• [Task details] Report, word for word, every line of the records below that contains the string "machine".

• [Provided material]
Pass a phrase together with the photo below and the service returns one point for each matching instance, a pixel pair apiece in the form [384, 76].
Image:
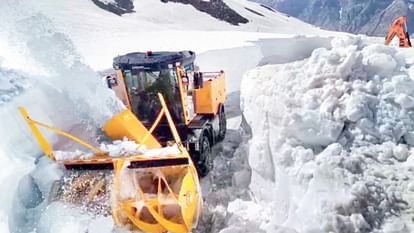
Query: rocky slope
[216, 8]
[371, 17]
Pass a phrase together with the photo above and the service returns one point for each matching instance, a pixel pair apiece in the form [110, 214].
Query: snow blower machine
[155, 187]
[399, 29]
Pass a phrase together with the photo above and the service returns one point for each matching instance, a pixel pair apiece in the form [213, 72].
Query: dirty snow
[331, 144]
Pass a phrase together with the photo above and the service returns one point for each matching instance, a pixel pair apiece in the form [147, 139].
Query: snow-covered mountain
[365, 17]
[327, 143]
[48, 64]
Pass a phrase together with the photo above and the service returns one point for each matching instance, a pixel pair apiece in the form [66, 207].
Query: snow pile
[11, 84]
[120, 148]
[331, 140]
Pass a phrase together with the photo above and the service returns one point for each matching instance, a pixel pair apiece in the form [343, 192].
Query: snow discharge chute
[154, 189]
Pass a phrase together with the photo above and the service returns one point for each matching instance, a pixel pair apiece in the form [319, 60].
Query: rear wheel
[203, 163]
[222, 124]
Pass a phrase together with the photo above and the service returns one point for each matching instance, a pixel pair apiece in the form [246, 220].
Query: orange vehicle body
[399, 29]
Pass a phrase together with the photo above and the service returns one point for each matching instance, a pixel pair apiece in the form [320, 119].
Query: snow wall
[331, 142]
[41, 70]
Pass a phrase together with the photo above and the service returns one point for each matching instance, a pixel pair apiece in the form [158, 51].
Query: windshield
[143, 87]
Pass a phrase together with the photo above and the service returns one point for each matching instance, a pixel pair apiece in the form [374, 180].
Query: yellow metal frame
[188, 199]
[44, 144]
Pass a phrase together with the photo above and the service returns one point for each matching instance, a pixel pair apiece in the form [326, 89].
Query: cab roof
[153, 60]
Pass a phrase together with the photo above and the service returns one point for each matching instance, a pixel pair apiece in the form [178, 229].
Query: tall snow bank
[330, 138]
[41, 70]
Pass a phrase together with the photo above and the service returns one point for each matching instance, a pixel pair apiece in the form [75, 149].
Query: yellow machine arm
[399, 28]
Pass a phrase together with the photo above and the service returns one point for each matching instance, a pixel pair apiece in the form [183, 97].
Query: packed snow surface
[332, 137]
[120, 148]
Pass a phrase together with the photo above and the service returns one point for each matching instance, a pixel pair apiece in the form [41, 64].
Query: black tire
[222, 124]
[203, 163]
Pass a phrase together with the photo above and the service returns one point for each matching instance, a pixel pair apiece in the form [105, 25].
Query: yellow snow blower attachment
[155, 192]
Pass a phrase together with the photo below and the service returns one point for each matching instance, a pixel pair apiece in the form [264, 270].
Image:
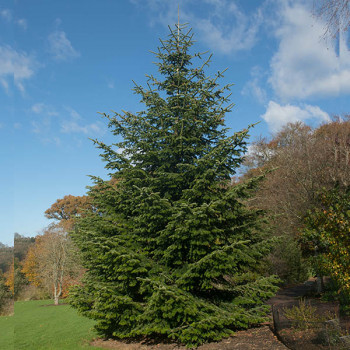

• [Finished exercise]
Query: snow blower machine
Query: yellow machine arm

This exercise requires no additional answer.